WORK ITEM:
Aim for an exact copy of the listing, without any images.

DATASET RECORDS:
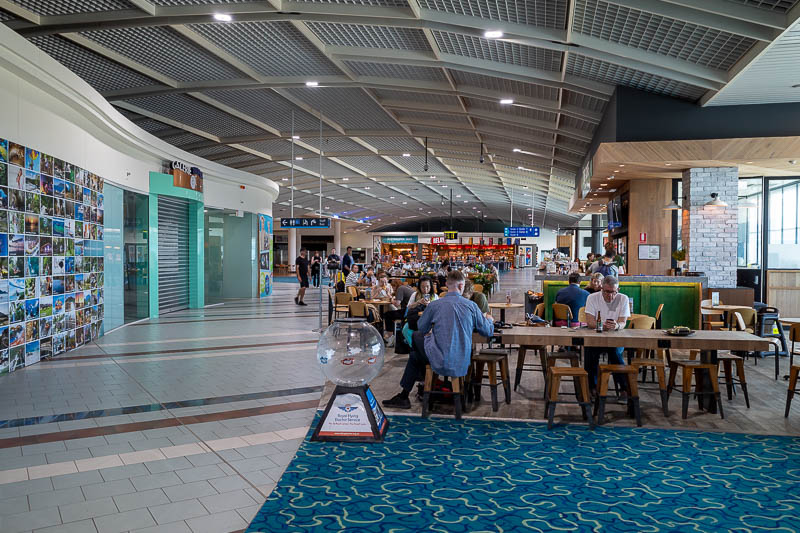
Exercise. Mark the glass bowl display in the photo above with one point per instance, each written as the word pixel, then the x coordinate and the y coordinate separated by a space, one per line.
pixel 351 352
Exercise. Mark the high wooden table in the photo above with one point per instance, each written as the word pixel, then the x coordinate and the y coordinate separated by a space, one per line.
pixel 708 342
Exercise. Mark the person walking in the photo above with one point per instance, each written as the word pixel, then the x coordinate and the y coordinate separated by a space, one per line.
pixel 302 276
pixel 316 266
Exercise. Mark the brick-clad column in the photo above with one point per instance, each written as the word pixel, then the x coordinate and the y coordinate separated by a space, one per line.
pixel 710 234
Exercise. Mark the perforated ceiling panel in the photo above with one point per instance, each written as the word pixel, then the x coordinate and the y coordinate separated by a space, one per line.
pixel 268 107
pixel 66 7
pixel 616 75
pixel 370 36
pixel 548 13
pixel 339 105
pixel 271 48
pixel 780 6
pixel 670 37
pixel 403 72
pixel 101 73
pixel 192 112
pixel 164 51
pixel 504 86
pixel 500 51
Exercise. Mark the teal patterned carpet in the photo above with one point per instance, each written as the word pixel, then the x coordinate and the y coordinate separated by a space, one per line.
pixel 448 476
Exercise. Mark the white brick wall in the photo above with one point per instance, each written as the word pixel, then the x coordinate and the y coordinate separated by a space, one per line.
pixel 709 234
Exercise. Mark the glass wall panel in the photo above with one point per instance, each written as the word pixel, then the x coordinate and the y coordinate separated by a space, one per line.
pixel 784 235
pixel 136 255
pixel 749 246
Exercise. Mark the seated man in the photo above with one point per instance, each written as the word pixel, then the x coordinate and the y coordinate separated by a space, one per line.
pixel 478 297
pixel 614 312
pixel 573 296
pixel 443 338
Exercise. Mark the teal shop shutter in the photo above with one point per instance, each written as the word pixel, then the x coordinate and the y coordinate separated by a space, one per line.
pixel 173 254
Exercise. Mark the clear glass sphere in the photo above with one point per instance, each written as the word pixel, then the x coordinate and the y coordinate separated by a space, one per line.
pixel 350 352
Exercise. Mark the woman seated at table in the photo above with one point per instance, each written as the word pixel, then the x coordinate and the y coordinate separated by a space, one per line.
pixel 595 283
pixel 353 277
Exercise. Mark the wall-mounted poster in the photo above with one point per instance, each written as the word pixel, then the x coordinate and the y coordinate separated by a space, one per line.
pixel 264 255
pixel 51 256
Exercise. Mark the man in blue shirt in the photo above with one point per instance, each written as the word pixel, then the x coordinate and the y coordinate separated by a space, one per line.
pixel 573 296
pixel 443 338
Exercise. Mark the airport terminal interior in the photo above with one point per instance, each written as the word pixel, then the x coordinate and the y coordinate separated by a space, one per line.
pixel 399 265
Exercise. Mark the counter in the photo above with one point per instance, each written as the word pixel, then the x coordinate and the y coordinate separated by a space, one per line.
pixel 681 296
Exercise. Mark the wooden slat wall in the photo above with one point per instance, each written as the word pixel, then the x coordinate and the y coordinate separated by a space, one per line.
pixel 783 291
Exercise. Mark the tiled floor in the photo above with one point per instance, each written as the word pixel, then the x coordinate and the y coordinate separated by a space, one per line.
pixel 180 424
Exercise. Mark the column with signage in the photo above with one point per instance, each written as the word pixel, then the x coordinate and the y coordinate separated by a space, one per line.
pixel 176 229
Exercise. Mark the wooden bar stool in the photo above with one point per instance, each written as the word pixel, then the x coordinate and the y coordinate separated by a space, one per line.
pixel 459 401
pixel 727 360
pixel 793 373
pixel 605 372
pixel 495 359
pixel 581 379
pixel 696 369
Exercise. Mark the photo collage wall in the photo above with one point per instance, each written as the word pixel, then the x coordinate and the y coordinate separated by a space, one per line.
pixel 51 256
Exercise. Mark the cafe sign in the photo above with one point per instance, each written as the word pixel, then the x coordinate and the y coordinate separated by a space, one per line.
pixel 186 177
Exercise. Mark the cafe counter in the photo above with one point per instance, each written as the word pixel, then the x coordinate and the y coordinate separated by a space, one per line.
pixel 681 296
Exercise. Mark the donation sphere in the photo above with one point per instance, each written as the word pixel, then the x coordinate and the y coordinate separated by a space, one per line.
pixel 350 352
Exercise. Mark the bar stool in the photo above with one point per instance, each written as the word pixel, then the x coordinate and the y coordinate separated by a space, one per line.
pixel 605 372
pixel 459 401
pixel 691 368
pixel 581 379
pixel 793 373
pixel 492 358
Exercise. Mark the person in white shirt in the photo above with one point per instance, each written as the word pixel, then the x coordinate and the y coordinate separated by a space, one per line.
pixel 614 309
pixel 352 277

ANSWER FOR THIS EXERCISE:
Exercise. Mark the glass bowl display in the photo above with one point per instance, each written as the word pixel, then the x coordinate and the y coordinate separated by a space, one per line.
pixel 351 352
Exercise. Mark the high wooden table in the photo above with one point per instance, each written as the word pixel, then the x coordinate and the y coordinate separated by a space, one per line.
pixel 708 342
Exercise. Mark the person walking in the photo above with one point per instance, each written as the word pixel, then the x coordinate and the y coordinate separated by a space, one per line.
pixel 302 276
pixel 316 266
Exercise. Mark the brick-clad column in the photo above with one point per instance, each written as the word pixel, then the x coordinate and the y coordinate separated by a space, one per line.
pixel 710 234
Exercise. Mark the perforated ceiling panel in the photo above with one point per instance, each written as the word pixel, then the x coordinate and the y coordinate separated by a space, one per line.
pixel 268 107
pixel 66 7
pixel 616 75
pixel 370 36
pixel 548 13
pixel 339 105
pixel 271 48
pixel 780 6
pixel 670 37
pixel 403 72
pixel 101 73
pixel 192 112
pixel 164 51
pixel 504 86
pixel 500 51
Exercise. Mark the teal patterned carpet in the photo above with one point per instance, each written as the word pixel, then the x coordinate and the y coordinate separated by a space, one per line.
pixel 448 476
Exercise. Mark the white brick wall in the photo above with one point per instance, each written as the word pixel, then the x coordinate and the y coordinate separated by a space, one per line.
pixel 709 234
Exercise. Mark the glass wall panel in the photo above with one point per instance, each written as the word pixel, then the x coordinate and the y coordinate separated by a space, one per line.
pixel 784 235
pixel 136 255
pixel 749 246
Exercise. Mark the seated man in the photo above with one point per instance, each written as the word pixel, then the x coordinate and the y coordinate separated by a space, one per line.
pixel 478 297
pixel 614 312
pixel 573 296
pixel 443 338
Exercise. Mark the teal shop shutter in the photo above with one point per instance, each written as the word pixel, then the x coordinate and the y coordinate separated by a space, one per line.
pixel 173 254
Exercise. Mark the clear glass sphere in the photo above with one point per instance, each written as the word pixel, then the x coordinate and the y coordinate separated by a space, one per line.
pixel 350 352
Exercise. Mark the woman seated at table in the photo above with one point per instance, each written as the word pixel, then the x coordinate and the y coordinate separated by a space, one per line.
pixel 595 283
pixel 353 277
Exercise. Mark the wall-mounted poster in the photo above with one point per instance, each written as the word pixel, then the x coordinate and the y coordinate separated by a space, one per line.
pixel 264 255
pixel 51 256
Exercise. Mark the man in blue shirt in the photo above with one point per instance, each written as the word pixel, then the x coordinate and the y coordinate separated by a space, one per line.
pixel 573 296
pixel 443 338
Exercise. Mark the airport terminal interior in the photo above with one point per instance, each written as the word pixel, then the x coordinate and the y coordinate separated by a space, one per line.
pixel 399 265
Exercise. Mark the counter in the photo above with one point per instance, each written as the word pixel, then the x coordinate and the y coordinate separated by a space, one per line.
pixel 681 296
Exercise. Mark the wooden slat wall in the photo above with one point per instance, each written as the word pixel, then the x coordinate and the y coordinate separated by a space, one per line.
pixel 783 291
Exercise. Mark the tiled floor in the photo above with one point per instance, each written as the word pixel, then the x coordinate and the y coordinate separated by a space, one per line.
pixel 180 424
Exercise. Mark the column with signage in the photo above with one point per instance, each written as the word pixel, then the x coordinate and the y coordinate separated by a space, one per line.
pixel 176 229
Exercise. Mark the wooden bar stool in the photo above with one point per instance, each written as the word pixel, then the x coordinate and the y coordinate separated by a space, one per line.
pixel 459 401
pixel 727 360
pixel 793 373
pixel 605 372
pixel 495 359
pixel 581 379
pixel 696 369
Exercise. Mark the photo collage wall in the photo above with one point per instance, each written as the word pixel, then the x coordinate and the y coordinate separated by a space, one per line.
pixel 51 256
Exercise. Mark the cafe sign in the photo above with one point per instance, each written as the word pixel, then the x coordinate and the y coordinate separated by a space, one per line.
pixel 186 177
Exercise. Mark the cafe counter in the photo above with one point per instance, each written as the word pixel, then the x coordinate and the y coordinate separated by a space, one per line.
pixel 681 296
Exercise. Mark the donation sphere in the photo above with one point per instance, each written as the word pixel, then the x coordinate and the y coordinate separated by a space, one per line.
pixel 350 352
Exercise. Mark the bar stool in the photo above with one point per instance, each written as the word pixel, then the x coordinate and the y coordinate separated by a space, one per line.
pixel 605 372
pixel 459 401
pixel 691 368
pixel 581 379
pixel 793 373
pixel 492 358
Exercise. Mark the person in white shirt in the photo above with one point per instance, each written as the word pixel, then the x coordinate and the y coordinate separated by a space, one per line.
pixel 614 309
pixel 352 277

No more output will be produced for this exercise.